* [Directives]:
1. Copy out the passage from the thread on hexagon lattice coordinates word for word, starting at "From the point" and ending at "will be apparent.".
2. Write out the records again, starting at the line that contains "In this exercise you will mark the blue" and ending at the last line of the records, with "hurdle" changed to "barrier" and nothing else altered. Give only those lines.

* [Quoted passage]:
__________________________________________________

From the point 'a' or 'b' one has to iterate down n-1 steps. Those coordinate are then center_a + m*R*exp(i*(n+4)/3) + m*R*exp(i*(n+5)/3)

-
yeah your right but theres a set of point which are between the corners of every hexagon,this formula won't apply to, the one you wrote is good for only the vertices of the heagons but what I want is the inside points –  Sarah Al-Jawhari Jan 11 '13 at 15:21
So, you want to know if a given point is inside a hexagon -- are you trying to draw hexagons pixels by pixel? Try stating the initial problem, the one the hex lattice would be a solution to. –  lserni Jan 11 '13 at 15:36

If you just want the lattice, well, the coordinates are simply those of the first hexagon repeated by horizontal rows and shifted. Draw a couple dozens hexagons and it will be apparent.

__________________________________________________

* [Extracted records]:
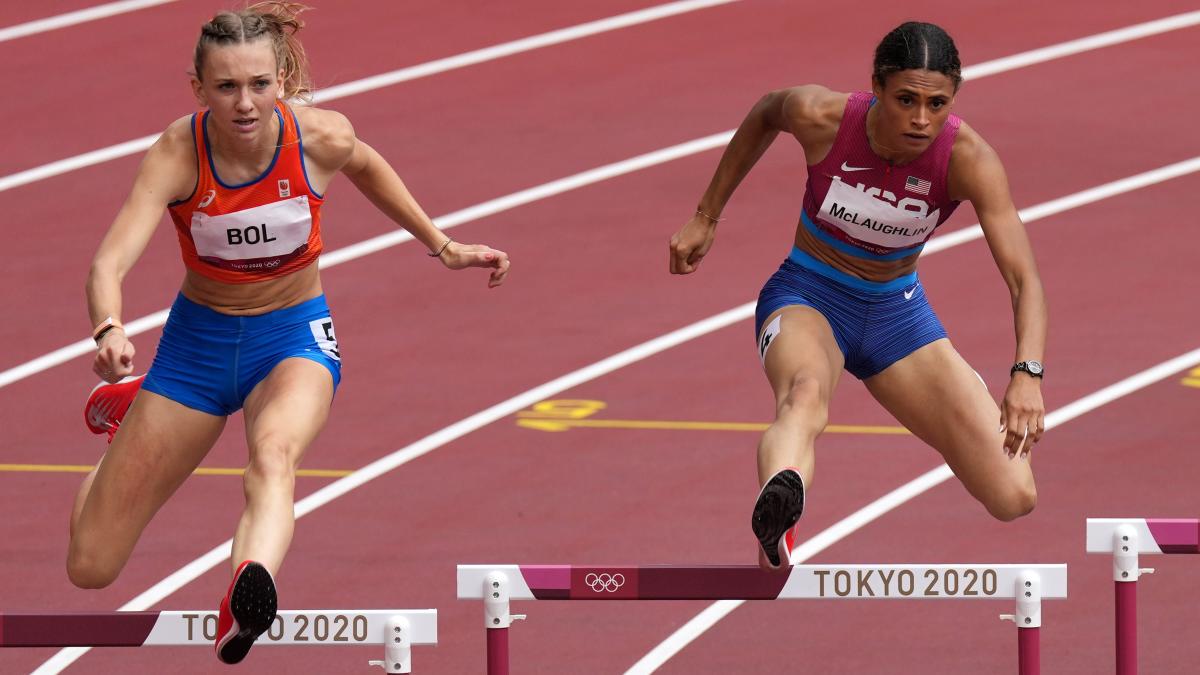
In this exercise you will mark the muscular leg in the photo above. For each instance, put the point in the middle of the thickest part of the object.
(939, 398)
(159, 446)
(802, 364)
(283, 416)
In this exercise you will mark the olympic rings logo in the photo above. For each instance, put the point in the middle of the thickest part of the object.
(605, 583)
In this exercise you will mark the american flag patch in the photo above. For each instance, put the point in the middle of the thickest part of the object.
(917, 185)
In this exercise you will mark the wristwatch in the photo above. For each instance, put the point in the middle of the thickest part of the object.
(1031, 366)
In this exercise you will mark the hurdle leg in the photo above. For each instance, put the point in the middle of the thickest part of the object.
(1029, 622)
(397, 646)
(497, 621)
(1125, 577)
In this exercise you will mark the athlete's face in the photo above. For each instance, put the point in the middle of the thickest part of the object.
(913, 106)
(240, 85)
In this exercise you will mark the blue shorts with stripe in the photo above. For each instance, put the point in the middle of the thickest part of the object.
(875, 324)
(210, 362)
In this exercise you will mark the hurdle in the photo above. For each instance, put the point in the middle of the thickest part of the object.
(499, 584)
(397, 629)
(1125, 538)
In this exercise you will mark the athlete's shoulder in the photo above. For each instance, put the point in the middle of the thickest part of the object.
(813, 105)
(970, 148)
(975, 166)
(328, 135)
(177, 138)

__________________________________________________

* [Solved problems]:
1.
From the point 'a' or 'b' one has to iterate down n-1 steps. Those coordinate are then center_a + m*R*exp(i*(n+4)/3) + m*R*exp(i*(n+5)/3)

-
yeah your right but theres a set of point which are between the corners of every hexagon,this formula won't apply to, the one you wrote is good for only the vertices of the heagons but what I want is the inside points –  Sarah Al-Jawhari Jan 11 '13 at 15:21
So, you want to know if a given point is inside a hexagon -- are you trying to draw hexagons pixels by pixel? Try stating the initial problem, the one the hex lattice would be a solution to. –  lserni Jan 11 '13 at 15:36

If you just want the lattice, well, the coordinates are simply those of the first hexagon repeated by horizontal rows and shifted. Draw a couple dozens hexagons and it will be apparent.

2.
In this exercise you will mark the blue shorts with stripe in the photo above. For each instance, put the point in the middle of the thickest part of the object.
(875, 324)
(210, 362)
In this exercise you will mark the barrier in the photo above. For each instance, put the point in the middle of the thickest part of the object.
(499, 584)
(397, 629)
(1125, 538)
In this exercise you will mark the athlete's shoulder in the photo above. For each instance, put the point in the middle of the thickest part of the object.
(813, 105)
(970, 148)
(975, 166)
(328, 135)
(177, 138)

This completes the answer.